> Text segment:
GC is very expensive: am I doing something wrong?

W

Weeble

I am loading a dictionary from a text file and constructing a trie
data structure in memory. However, it takes longer than I'm happy with
- about 12 seconds on my computer. I profiled it, came up with some
clever ideas to cut down on the work (such as by exploiting the fact
that the dictionary is sorted) and was only able to shave a small
fraction of the time off. However, then I tried calling gc.disable()
before loading the trie and it halved the running time! I was
surprised. Is that normal? I thought that the cost of garbage
collection would be in some way proportional to the amount of garbage
created, but I didn't think I was creating any: as far as I can tell
the only objects deallocated during the load are strings, which could
not be participating in cycles.

I have spent a lot of time in C#, where the standard advice is not to
mess about with the garbage collector because you'll probably just
make things worse. Does that advice apply in Python? Is it a bad idea
to call gc.disable() before loading the trie and then enable it again
afterwards? Does the fact that the garbage collector is taking so much
time indicate I'm doing something particularly bad here? Is there some
way to give the garbage collector a hint that the whole trie is going
to be long-lived and get it promoted straight to generation 2 rather
than scanning it over and over?

$ python
Python 2.6.4 (r264:75706, Dec 7 2009, 18:43:55)
[GCC 4.4.1] on linux2
Type "help", "copyright", "credits" or "license" for more information.$ time python -c "import
trie;t=trie.Trie();t.load(open('sowpods.txt'))"

real 0m12.523s
user 0m12.380s
sys 0m0.140s
$ time python -c "import
trie;t=trie.Trie();t.load(open('sowpods.txt'))"

real 0m12.592s
user 0m12.480s
sys 0m0.110s
$ time python -c "import gc;gc.disable();import
trie;t=trie.Trie();t.load(open('sowpods.txt'))"

real 0m6.176s
user 0m5.980s
sys 0m0.190s
$ time python -c "import gc;gc.disable();import
trie;t=trie.Trie();t.load(open('sowpods.txt'))"

> Supplied material:
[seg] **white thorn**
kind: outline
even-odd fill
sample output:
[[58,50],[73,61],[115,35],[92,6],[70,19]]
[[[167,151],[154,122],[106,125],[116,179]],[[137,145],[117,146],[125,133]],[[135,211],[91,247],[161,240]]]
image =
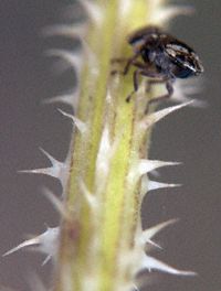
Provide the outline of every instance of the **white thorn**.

> What this exercise asks:
(1) Do these statements agree with the garbage collection post? (a) Disabling the garbage collector roughly halved the load time. (b) The poster has spent a lot of time working in Java. (c) The dictionary being loaded is sorted. Answer yes or no for each and quote the deciding words.
(2) Transcribe everything in the garbage collection post from "GC is very expensive: am" down to "tried calling gc.disable()", character for character.

> Answers for the exercise:
(1)
(a) Yes: "it halved the running time!"
(b) No: "I have spent a lot of time in C#"
(c) Yes: "the dictionary is sorted"

(2)
GC is very expensive: am I doing something wrong?

W

Weeble

I am loading a dictionary from a text file and constructing a trie
data structure in memory. However, it takes longer than I'm happy with
- about 12 seconds on my computer. I profiled it, came up with some
clever ideas to cut down on the work (such as by exploiting the fact
that the dictionary is sorted) and was only able to shave a small
fraction of the time off. However, then I tried calling gc.disable()